Les deux sociétés (filiale et mère) ont conjointement fait appel du jugement auprès de la de la cour administrative d'appel de Marseille. Elles estiment que la société filiale disposait de la qualité pour agir car les dispositions de l'article 223 O du CGI (N° Lexbase : L3199KWE) sont sans influence sur la détermination de cette qualité. Par ailleurs, elles ajoutent que la circonstance que la société mère est au nombre des auteurs de la requête d'appel est de nature à régulariser les demandes présentées devant les premiers juges par la filiale.
Les juges du fond, dans un arrêt en date du 20 octobre 2015, rejettent leur appel (3). Ils rappellent "que seule la société mère pouvait imputer le crédit d'impôt litigieux sur l'impôt sur les sociétés dont elle était redevable ou en demander le remboursement". Avant d'ajouter que "la société mère a accompagné les relevés de solde relatifs aux résultats d'ensemble du groupe au titre des exercices clos en 2009 et 2010 des déclarations relatives au crédit d'impôt en faveur de la recherche établies par la société filiale, et présenté elle-même, en tant que société mère, les demandes de remboursement de ces crédits".
L'argument tenant au fait que la présence de la société mère parmi les auteurs de la requête d'appel aurait permis de régulariser les demandes présentées devant les premiers juges par sa filiale n'a pas davantage convaincu les magistrats. La cour conclut que la filiale était irrecevable à demander devant le tribunal administratif le remboursement desdits crédits d'impôt.
Par la suite, les sociétés concernées ont formé un pourvoi en cassation contre cet arrêt. Elles soutiennent que la cour d'appel a "commis une erreur de droit en jugeant qu'au sein d'un groupe fiscalement intégré, seule la société mère était recevable à demander le remboursement des créances correspondant à l'excédent des crédits d'impôt résultant des dépenses de recherche effectuées par les sociétés du groupe".

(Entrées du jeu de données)
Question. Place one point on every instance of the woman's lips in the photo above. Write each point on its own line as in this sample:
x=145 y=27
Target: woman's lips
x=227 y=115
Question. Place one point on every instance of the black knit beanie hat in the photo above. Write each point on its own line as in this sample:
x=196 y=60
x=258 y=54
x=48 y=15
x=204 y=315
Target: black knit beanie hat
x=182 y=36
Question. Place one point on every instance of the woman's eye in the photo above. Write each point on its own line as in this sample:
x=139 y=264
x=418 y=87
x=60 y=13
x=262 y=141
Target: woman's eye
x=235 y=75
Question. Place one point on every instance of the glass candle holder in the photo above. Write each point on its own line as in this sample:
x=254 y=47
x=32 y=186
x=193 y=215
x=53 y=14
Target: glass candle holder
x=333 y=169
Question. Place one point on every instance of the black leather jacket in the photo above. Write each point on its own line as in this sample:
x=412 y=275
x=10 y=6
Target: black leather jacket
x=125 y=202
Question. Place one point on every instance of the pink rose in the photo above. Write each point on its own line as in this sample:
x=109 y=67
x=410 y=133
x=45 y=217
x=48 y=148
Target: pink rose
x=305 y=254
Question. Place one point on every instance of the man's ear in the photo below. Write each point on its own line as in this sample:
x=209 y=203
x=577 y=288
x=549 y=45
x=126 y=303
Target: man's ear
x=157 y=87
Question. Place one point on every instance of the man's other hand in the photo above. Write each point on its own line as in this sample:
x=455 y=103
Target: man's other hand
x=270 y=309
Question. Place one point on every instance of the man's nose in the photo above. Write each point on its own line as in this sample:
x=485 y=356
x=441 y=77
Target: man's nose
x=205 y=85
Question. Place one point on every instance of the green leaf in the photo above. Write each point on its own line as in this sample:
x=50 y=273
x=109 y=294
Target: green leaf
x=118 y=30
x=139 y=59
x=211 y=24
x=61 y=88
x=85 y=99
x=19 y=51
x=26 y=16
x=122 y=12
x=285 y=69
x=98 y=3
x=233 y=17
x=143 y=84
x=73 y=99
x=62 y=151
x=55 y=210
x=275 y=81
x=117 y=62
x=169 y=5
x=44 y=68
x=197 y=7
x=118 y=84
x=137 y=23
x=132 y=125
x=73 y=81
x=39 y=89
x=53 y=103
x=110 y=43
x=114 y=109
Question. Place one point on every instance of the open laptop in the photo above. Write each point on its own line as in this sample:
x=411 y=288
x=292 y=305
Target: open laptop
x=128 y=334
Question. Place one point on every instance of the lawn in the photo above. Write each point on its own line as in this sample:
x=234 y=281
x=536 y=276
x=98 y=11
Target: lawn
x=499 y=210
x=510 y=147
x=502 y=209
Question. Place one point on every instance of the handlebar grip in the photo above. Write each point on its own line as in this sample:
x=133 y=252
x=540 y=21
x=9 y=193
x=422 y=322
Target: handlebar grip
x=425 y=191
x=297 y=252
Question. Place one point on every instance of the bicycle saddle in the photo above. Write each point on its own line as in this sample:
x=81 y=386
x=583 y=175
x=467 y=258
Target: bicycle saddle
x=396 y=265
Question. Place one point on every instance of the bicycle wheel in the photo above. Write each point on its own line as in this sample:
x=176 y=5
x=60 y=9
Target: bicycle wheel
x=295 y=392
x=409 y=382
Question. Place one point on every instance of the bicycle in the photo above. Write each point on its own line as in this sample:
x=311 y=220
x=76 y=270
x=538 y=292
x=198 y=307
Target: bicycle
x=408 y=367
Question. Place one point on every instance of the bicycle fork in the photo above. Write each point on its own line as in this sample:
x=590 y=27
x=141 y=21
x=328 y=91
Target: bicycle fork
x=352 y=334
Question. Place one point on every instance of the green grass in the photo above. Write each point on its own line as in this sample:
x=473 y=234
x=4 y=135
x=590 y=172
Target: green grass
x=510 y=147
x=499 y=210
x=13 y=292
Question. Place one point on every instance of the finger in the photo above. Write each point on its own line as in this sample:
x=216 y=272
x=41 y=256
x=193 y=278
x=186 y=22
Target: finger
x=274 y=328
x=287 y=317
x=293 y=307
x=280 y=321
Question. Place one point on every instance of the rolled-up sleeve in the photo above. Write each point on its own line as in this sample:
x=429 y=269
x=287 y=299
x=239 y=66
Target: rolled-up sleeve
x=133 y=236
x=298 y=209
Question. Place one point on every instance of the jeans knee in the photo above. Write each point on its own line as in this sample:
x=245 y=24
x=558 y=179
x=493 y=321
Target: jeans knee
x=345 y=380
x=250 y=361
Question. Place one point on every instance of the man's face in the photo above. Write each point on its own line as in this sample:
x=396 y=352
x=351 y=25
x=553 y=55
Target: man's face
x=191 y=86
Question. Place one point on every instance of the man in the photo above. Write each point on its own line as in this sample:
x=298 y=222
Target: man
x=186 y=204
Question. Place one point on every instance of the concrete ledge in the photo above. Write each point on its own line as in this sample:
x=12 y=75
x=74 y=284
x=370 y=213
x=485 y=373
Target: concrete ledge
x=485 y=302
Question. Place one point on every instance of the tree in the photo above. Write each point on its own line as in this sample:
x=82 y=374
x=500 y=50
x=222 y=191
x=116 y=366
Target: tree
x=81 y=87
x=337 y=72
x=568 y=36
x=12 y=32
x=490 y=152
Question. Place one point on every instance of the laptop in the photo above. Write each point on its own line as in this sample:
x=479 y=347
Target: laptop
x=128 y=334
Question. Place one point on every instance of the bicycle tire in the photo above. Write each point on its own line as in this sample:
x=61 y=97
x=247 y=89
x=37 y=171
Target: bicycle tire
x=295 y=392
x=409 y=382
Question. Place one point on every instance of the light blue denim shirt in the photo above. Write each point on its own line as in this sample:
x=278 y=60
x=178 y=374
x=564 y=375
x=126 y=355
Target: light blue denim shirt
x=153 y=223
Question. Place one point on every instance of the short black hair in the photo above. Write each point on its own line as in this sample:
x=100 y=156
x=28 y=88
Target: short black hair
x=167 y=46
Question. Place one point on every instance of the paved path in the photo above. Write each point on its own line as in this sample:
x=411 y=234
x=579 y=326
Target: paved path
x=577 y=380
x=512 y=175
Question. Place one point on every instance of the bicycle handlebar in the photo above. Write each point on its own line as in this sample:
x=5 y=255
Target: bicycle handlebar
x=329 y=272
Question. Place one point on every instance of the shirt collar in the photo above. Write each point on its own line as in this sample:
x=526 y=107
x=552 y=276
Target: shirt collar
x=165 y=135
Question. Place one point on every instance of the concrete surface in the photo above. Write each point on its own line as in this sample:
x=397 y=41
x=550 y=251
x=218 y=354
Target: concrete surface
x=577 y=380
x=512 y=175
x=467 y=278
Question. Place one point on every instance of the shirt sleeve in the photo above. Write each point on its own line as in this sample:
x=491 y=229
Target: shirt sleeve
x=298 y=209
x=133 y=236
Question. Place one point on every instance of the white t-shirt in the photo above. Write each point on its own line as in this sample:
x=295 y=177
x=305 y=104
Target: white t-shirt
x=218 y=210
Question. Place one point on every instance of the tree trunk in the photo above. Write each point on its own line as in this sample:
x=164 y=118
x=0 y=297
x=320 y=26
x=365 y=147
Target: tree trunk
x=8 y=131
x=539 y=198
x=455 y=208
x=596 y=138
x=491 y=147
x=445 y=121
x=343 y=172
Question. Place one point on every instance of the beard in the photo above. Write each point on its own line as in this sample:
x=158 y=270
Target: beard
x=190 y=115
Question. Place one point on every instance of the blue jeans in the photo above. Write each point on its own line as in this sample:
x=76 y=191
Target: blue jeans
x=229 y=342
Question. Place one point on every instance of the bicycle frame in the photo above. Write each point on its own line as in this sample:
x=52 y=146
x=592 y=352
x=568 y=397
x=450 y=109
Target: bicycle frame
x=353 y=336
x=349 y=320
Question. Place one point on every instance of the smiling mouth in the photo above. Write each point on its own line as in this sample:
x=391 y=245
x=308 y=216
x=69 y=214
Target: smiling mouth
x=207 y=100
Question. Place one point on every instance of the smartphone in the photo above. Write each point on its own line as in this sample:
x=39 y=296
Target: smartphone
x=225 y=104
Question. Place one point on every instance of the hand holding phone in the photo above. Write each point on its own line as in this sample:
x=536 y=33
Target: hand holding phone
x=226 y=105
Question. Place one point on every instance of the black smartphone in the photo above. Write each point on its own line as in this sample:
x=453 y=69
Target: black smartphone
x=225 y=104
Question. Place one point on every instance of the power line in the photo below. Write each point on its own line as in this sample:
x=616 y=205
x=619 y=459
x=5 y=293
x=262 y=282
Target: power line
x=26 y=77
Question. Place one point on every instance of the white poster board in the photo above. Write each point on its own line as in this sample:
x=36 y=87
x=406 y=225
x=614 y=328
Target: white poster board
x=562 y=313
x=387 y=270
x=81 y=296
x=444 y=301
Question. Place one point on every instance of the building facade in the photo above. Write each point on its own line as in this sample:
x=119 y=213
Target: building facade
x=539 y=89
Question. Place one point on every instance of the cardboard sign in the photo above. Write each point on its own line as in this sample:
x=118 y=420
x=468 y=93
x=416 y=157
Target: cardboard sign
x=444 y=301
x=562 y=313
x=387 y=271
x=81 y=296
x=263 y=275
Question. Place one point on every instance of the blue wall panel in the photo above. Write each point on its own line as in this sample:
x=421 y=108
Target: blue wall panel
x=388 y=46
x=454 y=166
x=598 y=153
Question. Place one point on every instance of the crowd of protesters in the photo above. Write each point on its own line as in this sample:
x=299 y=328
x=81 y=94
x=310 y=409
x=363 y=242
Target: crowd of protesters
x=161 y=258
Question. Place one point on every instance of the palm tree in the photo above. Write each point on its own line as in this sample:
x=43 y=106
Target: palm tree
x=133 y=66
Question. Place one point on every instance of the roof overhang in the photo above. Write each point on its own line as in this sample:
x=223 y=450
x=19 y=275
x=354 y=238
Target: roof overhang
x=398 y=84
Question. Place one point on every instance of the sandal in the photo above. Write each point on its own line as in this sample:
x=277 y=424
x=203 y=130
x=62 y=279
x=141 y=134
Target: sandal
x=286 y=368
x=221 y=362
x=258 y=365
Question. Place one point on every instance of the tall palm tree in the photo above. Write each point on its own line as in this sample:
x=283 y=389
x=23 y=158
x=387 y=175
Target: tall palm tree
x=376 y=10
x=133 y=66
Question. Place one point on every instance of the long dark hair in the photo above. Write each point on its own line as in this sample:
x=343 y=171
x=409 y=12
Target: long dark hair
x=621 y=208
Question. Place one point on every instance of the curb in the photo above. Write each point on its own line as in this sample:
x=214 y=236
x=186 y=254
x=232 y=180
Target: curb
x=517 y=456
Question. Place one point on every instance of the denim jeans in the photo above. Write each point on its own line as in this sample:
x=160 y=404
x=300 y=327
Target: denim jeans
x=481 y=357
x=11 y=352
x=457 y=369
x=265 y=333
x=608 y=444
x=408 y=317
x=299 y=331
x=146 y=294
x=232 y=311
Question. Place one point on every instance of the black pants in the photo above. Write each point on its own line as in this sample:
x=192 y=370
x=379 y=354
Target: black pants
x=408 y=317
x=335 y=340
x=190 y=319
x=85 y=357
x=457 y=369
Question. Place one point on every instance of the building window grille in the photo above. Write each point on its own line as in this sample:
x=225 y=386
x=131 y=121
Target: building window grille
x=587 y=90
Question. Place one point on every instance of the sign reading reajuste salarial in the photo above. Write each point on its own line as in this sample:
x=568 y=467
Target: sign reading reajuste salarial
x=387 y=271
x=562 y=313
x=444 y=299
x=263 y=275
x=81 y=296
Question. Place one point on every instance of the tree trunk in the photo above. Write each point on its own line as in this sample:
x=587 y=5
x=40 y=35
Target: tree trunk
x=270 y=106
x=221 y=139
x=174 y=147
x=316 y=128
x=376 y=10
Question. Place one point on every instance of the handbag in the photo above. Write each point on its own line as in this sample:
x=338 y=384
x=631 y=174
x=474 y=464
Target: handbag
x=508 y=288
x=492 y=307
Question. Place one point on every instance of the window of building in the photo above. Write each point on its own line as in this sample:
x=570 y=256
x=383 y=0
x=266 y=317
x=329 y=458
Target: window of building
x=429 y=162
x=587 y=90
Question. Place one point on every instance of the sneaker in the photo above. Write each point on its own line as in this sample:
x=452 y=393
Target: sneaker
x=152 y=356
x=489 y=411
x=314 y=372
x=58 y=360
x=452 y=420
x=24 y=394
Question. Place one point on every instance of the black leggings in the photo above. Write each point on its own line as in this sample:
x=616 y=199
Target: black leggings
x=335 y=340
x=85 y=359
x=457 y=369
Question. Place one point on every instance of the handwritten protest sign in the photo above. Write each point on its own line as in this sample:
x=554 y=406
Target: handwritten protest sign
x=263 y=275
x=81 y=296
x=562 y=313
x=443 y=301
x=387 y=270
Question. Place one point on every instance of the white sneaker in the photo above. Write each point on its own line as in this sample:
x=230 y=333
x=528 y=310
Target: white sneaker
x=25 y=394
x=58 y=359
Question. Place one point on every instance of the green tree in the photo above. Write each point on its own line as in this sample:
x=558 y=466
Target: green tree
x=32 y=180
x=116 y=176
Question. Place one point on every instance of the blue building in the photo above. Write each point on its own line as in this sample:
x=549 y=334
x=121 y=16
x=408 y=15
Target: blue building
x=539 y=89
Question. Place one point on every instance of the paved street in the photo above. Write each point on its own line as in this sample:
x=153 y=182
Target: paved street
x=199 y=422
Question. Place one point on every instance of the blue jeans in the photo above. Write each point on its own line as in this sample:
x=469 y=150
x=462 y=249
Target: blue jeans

EXERCICES À FAIRE:
1. Traduis en anglais cette phrase de l'extrait : « La cour conclut que la filiale était irrecevable à demander devant le tribunal administratif le remboursement desdits crédits d'impôt. »
2. Dans la liste, recopie la partie qui commence à la ligne contenant "Question. Place one point on every instance of the man's other" et se termine à la ligne contenant "x=502 y=209", ces deux lignes comprises et les consignes aussi, en augmentant de 77 chaque coordonnée donnée en réponse. Ne rends que ces lignes.

CORRIGÉS:
1. The court concludes that the subsidiary was not entitled to request a refund of the said tax credits before the administrative court.

2.
Question. Place one point on every instance of the man's other hand in the photo above. Write each point on its own line as in this sample:
x=455 y=103
Target: man's other hand
x=347 y=386
Question. Place one point on every instance of the man's nose in the photo above. Write each point on its own line as in this sample:
x=485 y=356
x=441 y=77
Target: man's nose
x=282 y=162
Question. Place one point on every instance of the green leaf in the photo above. Write each point on its own line as in this sample:
x=50 y=273
x=109 y=294
Target: green leaf
x=195 y=107
x=216 y=136
x=288 y=101
x=138 y=165
x=162 y=176
x=96 y=128
x=103 y=93
x=199 y=89
x=362 y=146
x=175 y=80
x=310 y=94
x=220 y=161
x=150 y=176
x=139 y=228
x=132 y=287
x=352 y=158
x=194 y=139
x=246 y=82
x=121 y=145
x=274 y=84
x=195 y=161
x=214 y=100
x=209 y=202
x=150 y=158
x=116 y=166
x=130 y=180
x=187 y=120
x=191 y=186
Question. Place one point on every instance of the open laptop in the photo above. Write each point on its own line as in this sample:
x=411 y=288
x=292 y=305
Target: open laptop
x=205 y=411
Question. Place one point on every instance of the lawn in the photo above. Write each point on its own line as in this sample:
x=234 y=281
x=536 y=276
x=98 y=11
Target: lawn
x=576 y=287
x=587 y=224
x=579 y=286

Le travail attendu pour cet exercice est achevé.